● **Your goal**
Copy out, character for character, the stretch of rows from the line containing "For every instance of the stone finial, the" through the last row below.

● **Information shown**
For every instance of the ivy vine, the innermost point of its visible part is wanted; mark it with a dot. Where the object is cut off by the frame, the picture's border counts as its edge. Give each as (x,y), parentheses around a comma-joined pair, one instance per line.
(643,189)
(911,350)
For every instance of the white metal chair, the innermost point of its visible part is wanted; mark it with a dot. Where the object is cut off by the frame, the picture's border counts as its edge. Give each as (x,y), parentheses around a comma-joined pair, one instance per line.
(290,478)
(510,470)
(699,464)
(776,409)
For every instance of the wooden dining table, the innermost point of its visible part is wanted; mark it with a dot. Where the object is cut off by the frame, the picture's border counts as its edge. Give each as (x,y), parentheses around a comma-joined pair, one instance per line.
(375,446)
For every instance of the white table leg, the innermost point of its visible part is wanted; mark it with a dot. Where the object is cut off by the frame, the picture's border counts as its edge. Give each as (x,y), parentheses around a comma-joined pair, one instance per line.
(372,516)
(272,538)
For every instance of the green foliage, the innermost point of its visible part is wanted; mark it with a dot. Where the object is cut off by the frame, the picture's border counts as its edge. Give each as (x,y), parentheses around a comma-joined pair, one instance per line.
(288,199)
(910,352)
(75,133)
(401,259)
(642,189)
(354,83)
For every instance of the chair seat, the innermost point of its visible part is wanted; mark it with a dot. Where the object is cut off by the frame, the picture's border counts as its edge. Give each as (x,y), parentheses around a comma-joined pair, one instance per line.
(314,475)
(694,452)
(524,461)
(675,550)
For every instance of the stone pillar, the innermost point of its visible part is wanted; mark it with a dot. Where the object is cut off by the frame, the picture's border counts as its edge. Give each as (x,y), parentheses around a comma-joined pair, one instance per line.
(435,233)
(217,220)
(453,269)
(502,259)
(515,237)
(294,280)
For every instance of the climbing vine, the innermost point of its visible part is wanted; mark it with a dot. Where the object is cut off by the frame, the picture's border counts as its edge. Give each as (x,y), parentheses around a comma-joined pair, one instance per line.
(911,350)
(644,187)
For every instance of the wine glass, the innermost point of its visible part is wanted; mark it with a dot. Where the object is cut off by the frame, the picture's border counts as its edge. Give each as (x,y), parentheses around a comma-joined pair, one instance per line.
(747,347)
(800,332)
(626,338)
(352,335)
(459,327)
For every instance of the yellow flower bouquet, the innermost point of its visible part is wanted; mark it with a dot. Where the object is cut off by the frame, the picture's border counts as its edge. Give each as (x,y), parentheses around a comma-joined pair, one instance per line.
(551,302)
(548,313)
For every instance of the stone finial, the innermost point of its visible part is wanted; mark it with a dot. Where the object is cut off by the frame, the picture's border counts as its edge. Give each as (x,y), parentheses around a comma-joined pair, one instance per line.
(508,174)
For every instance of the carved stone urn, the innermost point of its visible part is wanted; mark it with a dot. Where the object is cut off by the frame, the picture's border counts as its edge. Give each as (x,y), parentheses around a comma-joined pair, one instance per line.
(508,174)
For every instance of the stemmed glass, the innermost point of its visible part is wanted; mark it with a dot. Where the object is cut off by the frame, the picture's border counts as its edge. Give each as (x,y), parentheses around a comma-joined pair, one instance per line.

● **Reply**
For every instance of the stone finial, the innermost point of its visible part is wanted; mark it with a dot. Where the object is cut off by the frame, the picture's border counts as its edge. Give each as (x,y), parentheses around a comma-joined pair, one instance per line.
(508,174)
For every instance of the carved stone urn, the innermost point of its visible part is wanted; mark it with a dot. Where the object is cut off by the frame, the picture's border counts as its edge. Give each as (x,y), parentheses around a comma-joined pair, one instance per line.
(508,174)
For every instance of the stemmed glass, the innermost point of its visible part is wanted; mark it with a dot. Where the object is cut off by the frame, the picture's border counts as its edge. Give each as (x,y), parentheses around a comma-joined pair, one instance per line.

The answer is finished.